------ Data lines

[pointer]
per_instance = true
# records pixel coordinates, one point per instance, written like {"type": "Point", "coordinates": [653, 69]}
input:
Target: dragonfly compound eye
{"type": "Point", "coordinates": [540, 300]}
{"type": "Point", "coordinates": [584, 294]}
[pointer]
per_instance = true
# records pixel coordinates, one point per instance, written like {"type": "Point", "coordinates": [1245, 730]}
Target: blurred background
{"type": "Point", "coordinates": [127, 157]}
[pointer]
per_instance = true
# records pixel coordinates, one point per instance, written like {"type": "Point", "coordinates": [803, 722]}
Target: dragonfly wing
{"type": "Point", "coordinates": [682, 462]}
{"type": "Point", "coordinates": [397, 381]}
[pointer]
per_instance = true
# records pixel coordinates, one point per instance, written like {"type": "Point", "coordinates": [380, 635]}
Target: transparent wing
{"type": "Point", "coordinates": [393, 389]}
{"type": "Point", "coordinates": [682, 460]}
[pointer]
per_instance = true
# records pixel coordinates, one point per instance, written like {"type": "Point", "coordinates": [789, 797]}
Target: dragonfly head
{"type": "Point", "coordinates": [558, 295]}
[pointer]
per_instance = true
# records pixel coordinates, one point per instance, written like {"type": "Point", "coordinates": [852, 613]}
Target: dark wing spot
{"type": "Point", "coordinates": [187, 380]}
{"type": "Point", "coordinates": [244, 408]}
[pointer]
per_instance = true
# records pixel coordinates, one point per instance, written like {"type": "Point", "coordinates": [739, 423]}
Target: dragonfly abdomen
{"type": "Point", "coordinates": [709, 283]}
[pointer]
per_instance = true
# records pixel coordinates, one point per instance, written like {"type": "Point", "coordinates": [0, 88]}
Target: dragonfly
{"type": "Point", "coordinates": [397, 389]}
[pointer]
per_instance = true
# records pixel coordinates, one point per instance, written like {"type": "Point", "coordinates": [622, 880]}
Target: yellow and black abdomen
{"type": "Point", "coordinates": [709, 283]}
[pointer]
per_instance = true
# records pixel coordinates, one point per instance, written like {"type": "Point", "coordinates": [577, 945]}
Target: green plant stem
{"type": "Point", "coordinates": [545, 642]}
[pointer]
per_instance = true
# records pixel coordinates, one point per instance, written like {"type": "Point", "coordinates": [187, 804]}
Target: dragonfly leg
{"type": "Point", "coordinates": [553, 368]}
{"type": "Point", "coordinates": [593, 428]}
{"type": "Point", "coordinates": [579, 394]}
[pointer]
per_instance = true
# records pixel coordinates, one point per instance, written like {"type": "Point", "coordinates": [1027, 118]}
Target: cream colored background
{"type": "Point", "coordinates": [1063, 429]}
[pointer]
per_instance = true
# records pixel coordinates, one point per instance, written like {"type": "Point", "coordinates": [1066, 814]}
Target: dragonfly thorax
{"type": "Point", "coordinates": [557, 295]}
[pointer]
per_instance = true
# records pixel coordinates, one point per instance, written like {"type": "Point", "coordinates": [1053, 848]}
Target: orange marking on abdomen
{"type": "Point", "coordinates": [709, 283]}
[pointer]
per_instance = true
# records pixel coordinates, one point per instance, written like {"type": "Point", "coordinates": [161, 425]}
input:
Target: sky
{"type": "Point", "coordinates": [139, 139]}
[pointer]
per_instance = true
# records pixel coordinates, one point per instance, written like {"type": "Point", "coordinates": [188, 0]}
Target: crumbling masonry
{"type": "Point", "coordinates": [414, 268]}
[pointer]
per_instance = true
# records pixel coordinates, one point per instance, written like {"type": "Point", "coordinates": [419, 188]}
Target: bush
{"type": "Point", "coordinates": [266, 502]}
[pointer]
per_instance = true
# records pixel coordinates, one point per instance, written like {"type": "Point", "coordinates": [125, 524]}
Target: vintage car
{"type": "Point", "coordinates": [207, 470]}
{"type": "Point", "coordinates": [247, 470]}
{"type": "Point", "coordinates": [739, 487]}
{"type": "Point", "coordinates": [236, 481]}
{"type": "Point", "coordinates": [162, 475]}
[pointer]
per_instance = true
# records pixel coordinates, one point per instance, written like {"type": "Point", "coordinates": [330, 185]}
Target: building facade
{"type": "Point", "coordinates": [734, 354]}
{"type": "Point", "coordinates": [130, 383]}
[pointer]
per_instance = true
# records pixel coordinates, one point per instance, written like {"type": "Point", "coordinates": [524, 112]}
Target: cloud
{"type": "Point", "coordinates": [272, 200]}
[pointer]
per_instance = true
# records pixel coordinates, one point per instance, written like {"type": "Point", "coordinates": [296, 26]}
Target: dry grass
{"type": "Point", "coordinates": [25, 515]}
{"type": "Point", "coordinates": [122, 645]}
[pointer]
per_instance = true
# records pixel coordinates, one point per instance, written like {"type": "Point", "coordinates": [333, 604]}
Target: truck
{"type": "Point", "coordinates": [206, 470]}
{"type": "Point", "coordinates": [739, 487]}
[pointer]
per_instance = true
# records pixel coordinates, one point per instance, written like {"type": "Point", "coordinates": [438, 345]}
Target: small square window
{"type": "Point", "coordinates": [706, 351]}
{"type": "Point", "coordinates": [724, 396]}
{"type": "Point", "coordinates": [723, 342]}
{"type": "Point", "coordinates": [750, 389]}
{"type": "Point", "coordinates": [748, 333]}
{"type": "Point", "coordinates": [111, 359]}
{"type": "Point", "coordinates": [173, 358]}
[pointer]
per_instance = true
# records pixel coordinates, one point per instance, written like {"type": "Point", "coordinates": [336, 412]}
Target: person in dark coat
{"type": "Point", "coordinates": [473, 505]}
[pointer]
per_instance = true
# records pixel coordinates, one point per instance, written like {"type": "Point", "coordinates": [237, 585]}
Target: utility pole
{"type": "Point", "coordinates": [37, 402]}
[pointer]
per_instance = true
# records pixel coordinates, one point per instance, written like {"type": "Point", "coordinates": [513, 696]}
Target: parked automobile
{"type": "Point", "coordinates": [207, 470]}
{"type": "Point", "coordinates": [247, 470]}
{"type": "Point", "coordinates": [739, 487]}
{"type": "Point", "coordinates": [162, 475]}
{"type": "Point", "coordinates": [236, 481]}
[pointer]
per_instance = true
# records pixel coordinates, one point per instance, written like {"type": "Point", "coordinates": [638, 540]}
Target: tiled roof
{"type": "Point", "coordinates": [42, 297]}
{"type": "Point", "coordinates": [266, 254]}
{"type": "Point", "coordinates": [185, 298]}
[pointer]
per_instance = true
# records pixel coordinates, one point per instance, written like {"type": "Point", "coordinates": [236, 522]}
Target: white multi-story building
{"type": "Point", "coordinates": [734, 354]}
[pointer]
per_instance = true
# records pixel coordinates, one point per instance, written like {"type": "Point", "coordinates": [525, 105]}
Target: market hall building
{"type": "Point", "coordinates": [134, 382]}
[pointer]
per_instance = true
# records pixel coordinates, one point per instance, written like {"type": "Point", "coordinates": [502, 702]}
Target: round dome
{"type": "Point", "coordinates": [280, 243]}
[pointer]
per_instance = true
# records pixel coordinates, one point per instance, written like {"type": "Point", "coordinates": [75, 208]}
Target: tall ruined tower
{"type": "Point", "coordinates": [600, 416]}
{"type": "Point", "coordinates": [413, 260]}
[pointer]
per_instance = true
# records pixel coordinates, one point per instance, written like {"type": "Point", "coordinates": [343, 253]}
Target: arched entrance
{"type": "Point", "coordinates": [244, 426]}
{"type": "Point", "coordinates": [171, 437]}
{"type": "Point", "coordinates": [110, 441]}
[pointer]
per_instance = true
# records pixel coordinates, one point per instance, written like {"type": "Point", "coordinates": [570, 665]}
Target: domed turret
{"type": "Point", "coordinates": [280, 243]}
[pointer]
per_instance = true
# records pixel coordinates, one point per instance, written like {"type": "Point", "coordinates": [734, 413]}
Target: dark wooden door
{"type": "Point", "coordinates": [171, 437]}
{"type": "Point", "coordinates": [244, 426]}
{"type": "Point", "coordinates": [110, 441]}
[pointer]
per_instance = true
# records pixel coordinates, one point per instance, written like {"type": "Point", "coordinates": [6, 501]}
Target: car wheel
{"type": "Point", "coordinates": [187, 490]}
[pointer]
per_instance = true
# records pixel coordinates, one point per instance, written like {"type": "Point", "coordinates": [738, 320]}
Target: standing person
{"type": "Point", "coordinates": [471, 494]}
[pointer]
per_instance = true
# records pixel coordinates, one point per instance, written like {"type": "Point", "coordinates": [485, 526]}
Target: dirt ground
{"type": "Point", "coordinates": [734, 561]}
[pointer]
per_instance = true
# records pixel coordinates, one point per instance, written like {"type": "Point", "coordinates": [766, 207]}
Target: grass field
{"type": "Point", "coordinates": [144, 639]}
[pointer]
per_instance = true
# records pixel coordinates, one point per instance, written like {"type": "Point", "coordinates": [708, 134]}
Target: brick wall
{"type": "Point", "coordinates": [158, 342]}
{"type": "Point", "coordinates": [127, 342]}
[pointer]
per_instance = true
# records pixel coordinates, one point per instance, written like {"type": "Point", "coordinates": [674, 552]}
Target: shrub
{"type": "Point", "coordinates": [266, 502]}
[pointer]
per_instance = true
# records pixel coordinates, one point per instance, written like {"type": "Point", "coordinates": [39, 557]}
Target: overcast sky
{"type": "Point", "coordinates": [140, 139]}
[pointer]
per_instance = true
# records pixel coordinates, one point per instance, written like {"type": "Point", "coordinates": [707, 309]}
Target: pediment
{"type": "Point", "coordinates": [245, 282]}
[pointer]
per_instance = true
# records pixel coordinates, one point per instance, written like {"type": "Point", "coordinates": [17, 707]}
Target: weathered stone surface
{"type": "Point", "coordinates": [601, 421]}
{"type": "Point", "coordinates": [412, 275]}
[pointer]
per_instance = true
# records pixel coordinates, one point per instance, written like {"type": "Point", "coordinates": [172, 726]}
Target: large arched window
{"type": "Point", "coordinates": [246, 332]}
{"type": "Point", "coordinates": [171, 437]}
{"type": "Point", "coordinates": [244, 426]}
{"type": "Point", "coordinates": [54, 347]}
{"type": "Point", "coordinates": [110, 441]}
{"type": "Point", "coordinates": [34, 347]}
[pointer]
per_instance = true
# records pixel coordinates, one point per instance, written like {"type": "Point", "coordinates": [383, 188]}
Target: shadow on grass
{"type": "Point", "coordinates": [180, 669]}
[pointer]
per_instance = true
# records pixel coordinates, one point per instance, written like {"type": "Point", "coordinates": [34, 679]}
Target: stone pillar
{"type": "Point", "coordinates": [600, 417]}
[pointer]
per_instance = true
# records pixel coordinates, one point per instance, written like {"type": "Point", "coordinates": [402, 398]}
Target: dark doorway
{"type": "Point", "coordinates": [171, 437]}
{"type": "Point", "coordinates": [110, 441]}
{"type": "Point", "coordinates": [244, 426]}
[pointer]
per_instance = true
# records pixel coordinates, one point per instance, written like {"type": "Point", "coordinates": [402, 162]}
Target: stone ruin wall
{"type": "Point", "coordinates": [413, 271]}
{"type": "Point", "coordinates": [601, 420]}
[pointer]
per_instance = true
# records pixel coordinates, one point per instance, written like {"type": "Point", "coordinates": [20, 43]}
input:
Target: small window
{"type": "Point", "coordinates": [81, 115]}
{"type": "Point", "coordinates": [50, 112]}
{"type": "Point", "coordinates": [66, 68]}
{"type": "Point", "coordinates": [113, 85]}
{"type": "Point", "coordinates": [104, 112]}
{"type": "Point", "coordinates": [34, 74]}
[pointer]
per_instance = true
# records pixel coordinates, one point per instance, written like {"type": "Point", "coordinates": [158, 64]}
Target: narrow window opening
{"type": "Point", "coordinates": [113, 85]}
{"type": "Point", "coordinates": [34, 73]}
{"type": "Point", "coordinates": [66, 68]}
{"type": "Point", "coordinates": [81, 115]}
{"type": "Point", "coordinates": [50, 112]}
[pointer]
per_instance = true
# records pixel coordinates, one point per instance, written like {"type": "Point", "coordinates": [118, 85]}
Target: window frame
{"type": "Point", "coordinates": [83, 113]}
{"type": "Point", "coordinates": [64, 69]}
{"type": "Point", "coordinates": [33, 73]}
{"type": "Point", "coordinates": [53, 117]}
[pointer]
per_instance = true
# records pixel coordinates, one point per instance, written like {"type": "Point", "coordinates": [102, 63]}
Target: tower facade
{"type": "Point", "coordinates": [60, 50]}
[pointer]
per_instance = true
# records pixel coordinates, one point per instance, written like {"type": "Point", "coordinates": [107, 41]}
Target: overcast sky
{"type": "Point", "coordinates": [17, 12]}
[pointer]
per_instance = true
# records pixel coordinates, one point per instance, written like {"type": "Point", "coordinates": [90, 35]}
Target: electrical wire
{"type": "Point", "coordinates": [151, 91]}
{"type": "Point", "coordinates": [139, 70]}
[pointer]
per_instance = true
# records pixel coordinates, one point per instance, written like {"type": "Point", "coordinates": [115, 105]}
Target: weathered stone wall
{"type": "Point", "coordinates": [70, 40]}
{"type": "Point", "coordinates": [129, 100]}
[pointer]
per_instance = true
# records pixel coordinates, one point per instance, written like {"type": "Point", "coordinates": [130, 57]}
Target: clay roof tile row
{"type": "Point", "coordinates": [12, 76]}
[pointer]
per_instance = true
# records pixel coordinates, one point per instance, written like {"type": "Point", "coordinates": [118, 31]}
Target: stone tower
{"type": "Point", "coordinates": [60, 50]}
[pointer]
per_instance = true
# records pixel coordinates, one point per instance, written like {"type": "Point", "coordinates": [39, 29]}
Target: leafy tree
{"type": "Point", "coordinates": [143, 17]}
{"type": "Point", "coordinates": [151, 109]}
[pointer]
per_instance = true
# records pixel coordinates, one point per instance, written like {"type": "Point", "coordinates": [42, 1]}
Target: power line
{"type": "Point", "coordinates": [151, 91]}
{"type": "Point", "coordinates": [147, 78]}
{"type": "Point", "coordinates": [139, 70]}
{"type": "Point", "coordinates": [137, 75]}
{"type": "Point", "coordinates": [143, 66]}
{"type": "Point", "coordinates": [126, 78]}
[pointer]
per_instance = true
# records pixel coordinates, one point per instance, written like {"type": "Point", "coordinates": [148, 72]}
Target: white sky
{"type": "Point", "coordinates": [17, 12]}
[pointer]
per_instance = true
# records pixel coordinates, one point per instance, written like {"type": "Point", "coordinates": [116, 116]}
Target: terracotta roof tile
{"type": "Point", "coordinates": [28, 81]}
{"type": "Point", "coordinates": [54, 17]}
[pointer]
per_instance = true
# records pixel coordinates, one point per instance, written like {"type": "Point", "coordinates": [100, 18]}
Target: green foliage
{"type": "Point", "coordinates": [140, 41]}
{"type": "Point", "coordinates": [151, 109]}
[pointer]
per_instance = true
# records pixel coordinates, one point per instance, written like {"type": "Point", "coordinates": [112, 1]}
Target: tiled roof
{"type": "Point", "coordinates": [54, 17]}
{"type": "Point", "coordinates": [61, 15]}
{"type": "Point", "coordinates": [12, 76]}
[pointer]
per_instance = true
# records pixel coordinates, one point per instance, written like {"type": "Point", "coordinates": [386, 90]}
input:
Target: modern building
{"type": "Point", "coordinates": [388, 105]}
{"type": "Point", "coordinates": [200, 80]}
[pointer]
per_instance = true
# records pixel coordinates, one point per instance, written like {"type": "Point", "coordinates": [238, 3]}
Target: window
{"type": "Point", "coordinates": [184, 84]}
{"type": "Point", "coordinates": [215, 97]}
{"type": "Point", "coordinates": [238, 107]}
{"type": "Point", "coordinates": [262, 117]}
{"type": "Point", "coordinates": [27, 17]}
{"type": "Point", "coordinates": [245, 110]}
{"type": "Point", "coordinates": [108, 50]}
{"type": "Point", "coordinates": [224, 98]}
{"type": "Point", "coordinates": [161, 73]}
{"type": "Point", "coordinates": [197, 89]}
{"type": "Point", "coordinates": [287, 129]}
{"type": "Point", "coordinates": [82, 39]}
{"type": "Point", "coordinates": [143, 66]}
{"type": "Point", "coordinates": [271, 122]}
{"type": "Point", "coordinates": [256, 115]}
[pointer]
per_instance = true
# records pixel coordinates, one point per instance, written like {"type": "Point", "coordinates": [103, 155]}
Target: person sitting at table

------------

List every line in the entries above that contains the string "wall", matching case.

Exercise response =
Target: brick wall
Target: stone ruin wall
Target: weathered stone wall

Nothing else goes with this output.